AUFGABE A —
Wiederhole aus dem Text über Bayer Leverkusen wortgetreu den Abschnitt, der mit den Worten „Da kam ein neuer, aber“ beginnt und mit „abzulegen - und wie!“ endet.

TEXTAUSZUG —
★ ★ ★
Vizekusen wird Doublekusen

Bayer Leverkusen ist Deutscher Meister!

Da kam ein neuer, aber kein unbekannter, Trainer und übernahm das Team auf einem bedrohlichen Abstiegsplatz. Mit neuem Spielkonzept und den richtigen Worten führte dieser Trainer die Werkself noch ins internationale Geschäft. Und eine Saison später schaffte dieses Team den Fluch und beschämenden Titel abzulegen - und wie!

Rückblick auf B04

Wem ich heute noch „Vizekusen“ erklären muss, der ist noch nicht lang genug beim Fußball dabei. „Vizekusen“ entstand als Mythos um die Jahrtausendwende. Häufig landete Bayer 04 Leverkusen auf auf Rang 2 nach der Saison: 1997, 1999, 2000 und 2002 blieb es immer nur die Vizemeisterschaft. Als namensgebend gilt aber die Saison 2001/02, in der man sogar ein "Vize-Triple" (Meisterschaft an Spieltag 32 hergegeben, DFB-Pokal-Finale gegen Schalke 04 und das Finale der Championsleague gegen Real Madrid verloren) einsammelte.
★ ★ ★
DATENSÄTZE —
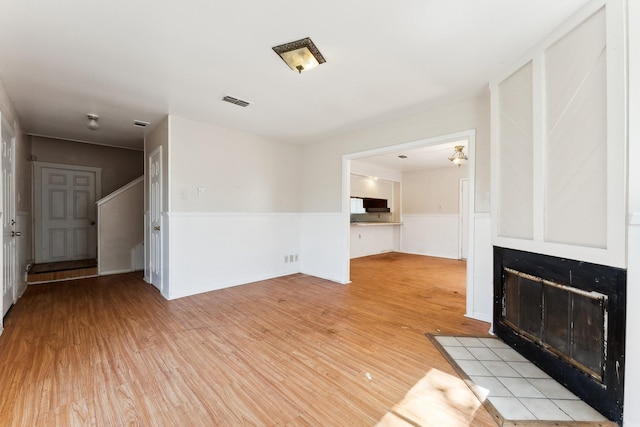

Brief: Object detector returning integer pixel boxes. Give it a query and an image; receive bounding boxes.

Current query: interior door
[36,166,97,263]
[149,147,162,290]
[2,123,19,316]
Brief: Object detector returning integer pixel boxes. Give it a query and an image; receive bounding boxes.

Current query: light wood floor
[0,254,495,427]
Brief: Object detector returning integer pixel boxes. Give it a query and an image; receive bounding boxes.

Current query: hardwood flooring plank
[0,254,495,427]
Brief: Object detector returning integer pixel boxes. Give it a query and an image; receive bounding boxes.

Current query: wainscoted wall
[465,213,493,322]
[300,212,349,283]
[168,212,300,299]
[350,225,402,258]
[401,214,459,259]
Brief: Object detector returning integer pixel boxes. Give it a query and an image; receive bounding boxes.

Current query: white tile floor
[435,336,607,422]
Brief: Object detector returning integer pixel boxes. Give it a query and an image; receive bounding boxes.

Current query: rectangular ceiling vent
[222,95,249,107]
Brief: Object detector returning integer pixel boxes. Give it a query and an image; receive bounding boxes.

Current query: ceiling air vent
[222,95,249,107]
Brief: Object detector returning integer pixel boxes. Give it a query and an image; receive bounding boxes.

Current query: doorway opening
[28,162,102,283]
[342,130,475,315]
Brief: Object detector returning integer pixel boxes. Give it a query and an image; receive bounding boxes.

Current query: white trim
[167,212,302,218]
[98,268,142,276]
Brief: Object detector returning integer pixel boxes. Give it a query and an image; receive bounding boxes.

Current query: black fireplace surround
[493,246,627,425]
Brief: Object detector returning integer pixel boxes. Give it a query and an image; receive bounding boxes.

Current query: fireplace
[494,247,626,424]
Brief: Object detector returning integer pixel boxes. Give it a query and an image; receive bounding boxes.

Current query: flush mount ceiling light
[87,113,100,130]
[273,37,326,73]
[449,145,469,167]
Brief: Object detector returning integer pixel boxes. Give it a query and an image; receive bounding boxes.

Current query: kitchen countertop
[351,221,402,227]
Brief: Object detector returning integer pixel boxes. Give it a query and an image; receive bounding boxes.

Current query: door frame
[458,177,469,260]
[341,129,481,318]
[145,146,162,297]
[0,113,20,320]
[31,161,102,260]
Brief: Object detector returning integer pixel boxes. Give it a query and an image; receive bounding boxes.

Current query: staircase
[27,259,98,285]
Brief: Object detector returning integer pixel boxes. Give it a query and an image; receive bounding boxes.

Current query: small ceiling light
[87,113,100,130]
[273,37,326,73]
[449,145,469,167]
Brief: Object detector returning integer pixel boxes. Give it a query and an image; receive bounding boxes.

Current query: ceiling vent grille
[222,95,249,107]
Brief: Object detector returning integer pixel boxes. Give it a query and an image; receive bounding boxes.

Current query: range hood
[362,197,391,212]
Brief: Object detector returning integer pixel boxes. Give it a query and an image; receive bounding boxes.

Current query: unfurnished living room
[0,0,640,427]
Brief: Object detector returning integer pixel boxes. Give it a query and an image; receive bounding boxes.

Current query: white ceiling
[0,0,586,148]
[357,139,469,172]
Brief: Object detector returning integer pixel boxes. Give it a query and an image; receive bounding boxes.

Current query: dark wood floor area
[0,254,495,427]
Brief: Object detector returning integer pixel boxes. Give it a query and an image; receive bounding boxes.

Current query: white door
[2,118,19,316]
[149,147,162,290]
[36,165,97,263]
[459,179,469,259]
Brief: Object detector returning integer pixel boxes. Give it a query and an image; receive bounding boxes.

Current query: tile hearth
[429,335,616,426]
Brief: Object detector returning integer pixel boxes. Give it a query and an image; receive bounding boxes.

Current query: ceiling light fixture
[87,113,100,130]
[273,37,326,73]
[449,145,469,167]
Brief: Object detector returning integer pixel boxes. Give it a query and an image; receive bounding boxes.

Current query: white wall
[165,116,302,298]
[400,214,460,259]
[402,165,468,215]
[301,96,491,292]
[624,0,640,427]
[169,116,301,212]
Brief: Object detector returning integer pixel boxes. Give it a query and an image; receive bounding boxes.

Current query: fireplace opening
[502,268,608,382]
[493,247,626,424]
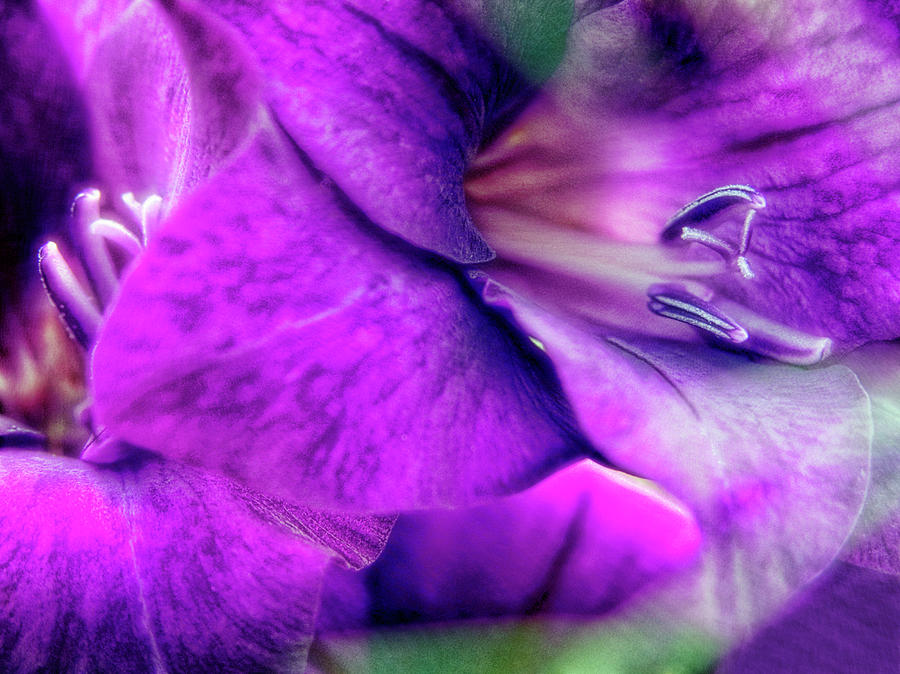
★ ★ ★
AUFGABE B —
Sammle aus den Datensätzen jede Zeile, die das Wort „wall“ enthält, und beachte dabei die Groß- und Kleinschreibung.

ERWARTETE AUSGABE A —
Da kam ein neuer, aber kein unbekannter, Trainer und übernahm das Team auf einem bedrohlichen Abstiegsplatz. Mit neuem Spielkonzept und den richtigen Worten führte dieser Trainer die Werkself noch ins internationale Geschäft. Und eine Saison später schaffte dieses Team den Fluch und beschämenden Titel abzulegen - und wie!

ERWARTETE AUSGABE B —
Current query: wainscoted wall
Current query: white wall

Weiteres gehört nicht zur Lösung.